* ARTICLE:

___

IMG_20160805_112433Over the last few weeks I have become fascinated by low cost models in business.  Be it airlines, hotels, or indeed banking, many of us are turning to these businesses to find value and in some cases more responsive service.

I have found myself, becoming quickly reliant on ‘apps’ to book low cost travel, buy quality produce from no frills supermarkets and even manage work life through low cost alternatives to traditional players (remember linux).

Okay, maybe I am just cheap…! however, I have also found there is plenty of value there too, with some interesting lessons to be learnt for us all.

The low cost model

After ‘extensive market research‘ it feels like they are three main variations of low cost model in place.

  1. The ‘all inclusive’.  In this model everything is included in the price. It may be cheap, but you are promised the same as the traditional businesses, just for lower cost.
    Pros: if everything works well, you get what you need at a much lower cost
    Cons: if something goes wrong, there is little margin available for the company to resolve properly, it can be frustrating
  2. The ‘everything is extra’. In this model you are presented with a rock bottom price, it is unbelievably cheap for the basic service.  However everything else is extra, including some things you may expect to be included.
    Pros: can be really cheap if you know the tricks to get the deals
    Cons: if you end up not being aware of some features, you can get stung with additional charges and end up paying more.
  3. The ‘half and half’. This is the blended model. Some things are included, some are extra, billed as you need them.
    Pros: you get a low cost no frills deal, but with a little extra so there are no surprises
    Cons: not as cheap or as great a sense of value as others.  Sometimes add ons can be a expensive too.

Hopefully you can recognise these from your own experience (drop me a note if you need an example or two).

___

* GIVEN DATA:
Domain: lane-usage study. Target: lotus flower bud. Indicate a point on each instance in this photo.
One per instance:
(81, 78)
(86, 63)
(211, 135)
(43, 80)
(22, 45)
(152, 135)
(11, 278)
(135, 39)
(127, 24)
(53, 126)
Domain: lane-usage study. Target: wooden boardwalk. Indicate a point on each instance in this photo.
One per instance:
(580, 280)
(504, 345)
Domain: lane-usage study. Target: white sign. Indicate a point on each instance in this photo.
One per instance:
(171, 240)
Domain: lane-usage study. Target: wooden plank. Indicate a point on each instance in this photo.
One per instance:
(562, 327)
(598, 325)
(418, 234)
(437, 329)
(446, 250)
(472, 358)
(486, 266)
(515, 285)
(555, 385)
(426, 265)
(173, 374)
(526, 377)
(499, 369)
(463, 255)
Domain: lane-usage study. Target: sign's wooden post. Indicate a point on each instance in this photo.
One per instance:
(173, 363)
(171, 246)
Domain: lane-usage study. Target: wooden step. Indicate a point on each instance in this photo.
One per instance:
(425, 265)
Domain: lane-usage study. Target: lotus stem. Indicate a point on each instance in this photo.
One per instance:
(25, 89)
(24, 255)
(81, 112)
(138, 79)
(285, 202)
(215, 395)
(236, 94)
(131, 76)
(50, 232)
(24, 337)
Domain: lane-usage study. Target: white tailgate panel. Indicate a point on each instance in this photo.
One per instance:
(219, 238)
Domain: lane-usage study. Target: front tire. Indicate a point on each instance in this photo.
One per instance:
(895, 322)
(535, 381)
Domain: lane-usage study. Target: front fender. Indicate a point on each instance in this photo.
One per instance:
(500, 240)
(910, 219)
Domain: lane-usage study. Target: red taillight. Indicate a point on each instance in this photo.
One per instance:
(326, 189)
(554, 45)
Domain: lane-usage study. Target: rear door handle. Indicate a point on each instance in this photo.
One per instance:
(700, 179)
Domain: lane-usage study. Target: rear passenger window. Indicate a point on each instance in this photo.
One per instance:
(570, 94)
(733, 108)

___

* DO THIS:
Can you copy, word for word, the part of the low cost models post that begins at "After ‘extensive market" and stops after "for lower cost."? You can do without the records here.

* EXERCISE RESPONSE:
After ‘extensive market research‘ it feels like they are three main variations of low cost model in place.

  1. The ‘all inclusive’.  In this model everything is included in the price. It may be cheap, but you are promised the same as the traditional businesses, just for lower cost.